** start of LISTED RECORDS **

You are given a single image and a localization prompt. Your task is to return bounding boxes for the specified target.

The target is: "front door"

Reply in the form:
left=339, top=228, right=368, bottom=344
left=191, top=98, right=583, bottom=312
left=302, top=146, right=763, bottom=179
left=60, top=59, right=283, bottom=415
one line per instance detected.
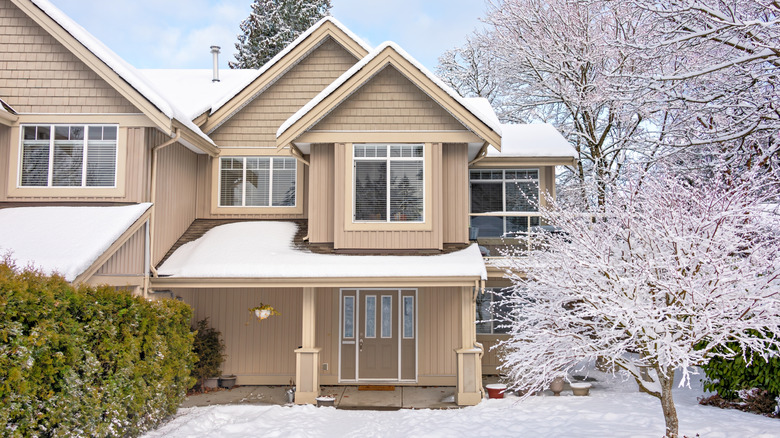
left=341, top=289, right=417, bottom=381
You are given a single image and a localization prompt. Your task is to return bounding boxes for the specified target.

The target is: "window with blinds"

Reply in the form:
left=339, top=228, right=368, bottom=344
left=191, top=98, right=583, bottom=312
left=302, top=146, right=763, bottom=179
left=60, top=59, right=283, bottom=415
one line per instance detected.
left=353, top=144, right=424, bottom=222
left=20, top=125, right=118, bottom=187
left=219, top=157, right=297, bottom=207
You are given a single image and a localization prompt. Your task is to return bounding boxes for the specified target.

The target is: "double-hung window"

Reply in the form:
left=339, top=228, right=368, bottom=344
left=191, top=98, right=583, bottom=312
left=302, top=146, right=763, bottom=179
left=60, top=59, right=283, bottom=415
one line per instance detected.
left=353, top=144, right=425, bottom=222
left=469, top=169, right=539, bottom=237
left=219, top=157, right=297, bottom=207
left=19, top=125, right=118, bottom=187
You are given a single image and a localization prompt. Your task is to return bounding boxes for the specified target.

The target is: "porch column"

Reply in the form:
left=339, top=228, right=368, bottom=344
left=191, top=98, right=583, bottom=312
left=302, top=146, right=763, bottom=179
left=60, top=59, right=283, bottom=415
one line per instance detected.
left=455, top=287, right=483, bottom=406
left=295, top=287, right=322, bottom=405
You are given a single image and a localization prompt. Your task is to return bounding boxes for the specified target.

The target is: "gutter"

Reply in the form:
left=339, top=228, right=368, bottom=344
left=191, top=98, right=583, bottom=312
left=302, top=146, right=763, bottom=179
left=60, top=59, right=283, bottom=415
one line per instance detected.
left=144, top=129, right=181, bottom=298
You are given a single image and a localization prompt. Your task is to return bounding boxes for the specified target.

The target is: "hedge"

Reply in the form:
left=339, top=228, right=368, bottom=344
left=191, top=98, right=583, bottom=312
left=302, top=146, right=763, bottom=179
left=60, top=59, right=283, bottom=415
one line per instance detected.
left=0, top=260, right=195, bottom=437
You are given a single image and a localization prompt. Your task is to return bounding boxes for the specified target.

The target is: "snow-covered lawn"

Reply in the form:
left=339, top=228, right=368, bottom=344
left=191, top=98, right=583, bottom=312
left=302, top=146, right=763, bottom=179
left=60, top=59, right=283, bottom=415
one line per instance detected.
left=146, top=372, right=780, bottom=438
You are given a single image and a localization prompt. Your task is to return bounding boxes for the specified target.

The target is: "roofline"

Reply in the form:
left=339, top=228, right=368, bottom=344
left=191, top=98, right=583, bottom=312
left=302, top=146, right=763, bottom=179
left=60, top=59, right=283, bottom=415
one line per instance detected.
left=151, top=275, right=482, bottom=289
left=11, top=0, right=172, bottom=132
left=202, top=17, right=369, bottom=133
left=72, top=204, right=152, bottom=284
left=276, top=43, right=501, bottom=150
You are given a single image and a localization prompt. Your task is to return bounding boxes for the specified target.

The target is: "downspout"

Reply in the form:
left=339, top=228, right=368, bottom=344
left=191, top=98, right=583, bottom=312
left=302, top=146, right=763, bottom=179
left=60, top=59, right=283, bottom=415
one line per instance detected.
left=144, top=128, right=181, bottom=298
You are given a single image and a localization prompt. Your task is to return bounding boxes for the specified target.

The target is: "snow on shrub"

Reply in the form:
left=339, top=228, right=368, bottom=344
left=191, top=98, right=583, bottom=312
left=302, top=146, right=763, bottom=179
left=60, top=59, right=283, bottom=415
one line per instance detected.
left=0, top=259, right=193, bottom=436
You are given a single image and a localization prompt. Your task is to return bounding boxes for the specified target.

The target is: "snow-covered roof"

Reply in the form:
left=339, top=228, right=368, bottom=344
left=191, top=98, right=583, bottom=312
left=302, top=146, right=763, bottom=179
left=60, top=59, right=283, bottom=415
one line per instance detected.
left=32, top=0, right=214, bottom=144
left=139, top=69, right=258, bottom=119
left=487, top=123, right=578, bottom=158
left=276, top=41, right=501, bottom=137
left=204, top=16, right=371, bottom=114
left=157, top=221, right=487, bottom=279
left=0, top=203, right=152, bottom=281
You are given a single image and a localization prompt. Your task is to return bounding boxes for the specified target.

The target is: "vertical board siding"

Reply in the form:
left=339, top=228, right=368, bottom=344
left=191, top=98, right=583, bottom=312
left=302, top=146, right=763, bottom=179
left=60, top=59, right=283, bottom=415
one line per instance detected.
left=176, top=289, right=302, bottom=378
left=95, top=227, right=146, bottom=275
left=149, top=128, right=198, bottom=264
left=0, top=0, right=140, bottom=114
left=333, top=143, right=443, bottom=249
left=210, top=38, right=357, bottom=147
left=312, top=66, right=466, bottom=131
left=309, top=144, right=336, bottom=243
left=442, top=144, right=469, bottom=243
left=417, top=287, right=461, bottom=377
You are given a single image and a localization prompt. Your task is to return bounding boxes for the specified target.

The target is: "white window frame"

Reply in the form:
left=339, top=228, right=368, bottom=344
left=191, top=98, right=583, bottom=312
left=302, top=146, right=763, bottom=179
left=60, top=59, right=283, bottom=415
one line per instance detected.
left=217, top=155, right=299, bottom=208
left=469, top=167, right=542, bottom=236
left=16, top=123, right=119, bottom=190
left=352, top=143, right=426, bottom=224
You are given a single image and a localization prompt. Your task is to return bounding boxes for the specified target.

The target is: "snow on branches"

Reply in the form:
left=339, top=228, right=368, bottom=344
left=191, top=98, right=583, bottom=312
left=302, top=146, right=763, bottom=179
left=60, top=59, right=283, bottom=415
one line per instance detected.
left=500, top=170, right=780, bottom=435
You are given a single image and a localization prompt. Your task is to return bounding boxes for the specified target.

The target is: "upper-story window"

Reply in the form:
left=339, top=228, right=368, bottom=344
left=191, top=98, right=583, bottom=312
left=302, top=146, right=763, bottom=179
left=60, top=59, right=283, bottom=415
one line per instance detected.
left=469, top=169, right=539, bottom=237
left=19, top=125, right=118, bottom=187
left=354, top=144, right=425, bottom=222
left=219, top=157, right=297, bottom=207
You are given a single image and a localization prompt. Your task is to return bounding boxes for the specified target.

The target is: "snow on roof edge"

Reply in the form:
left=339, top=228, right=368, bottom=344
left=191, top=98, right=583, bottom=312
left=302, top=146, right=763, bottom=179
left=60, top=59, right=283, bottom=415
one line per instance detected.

** end of LISTED RECORDS **

AIM OF THE TASK: Find every line in the records above that contains the string "snow", matching case exactly, and copy each such line.

ANSWER TO THE PROBLEM:
The target is: "snow-covered lawn"
The target is: "snow on shrub"
The target is: "snow-covered roof"
The target is: "snow on branches"
The target is: "snow on roof edge"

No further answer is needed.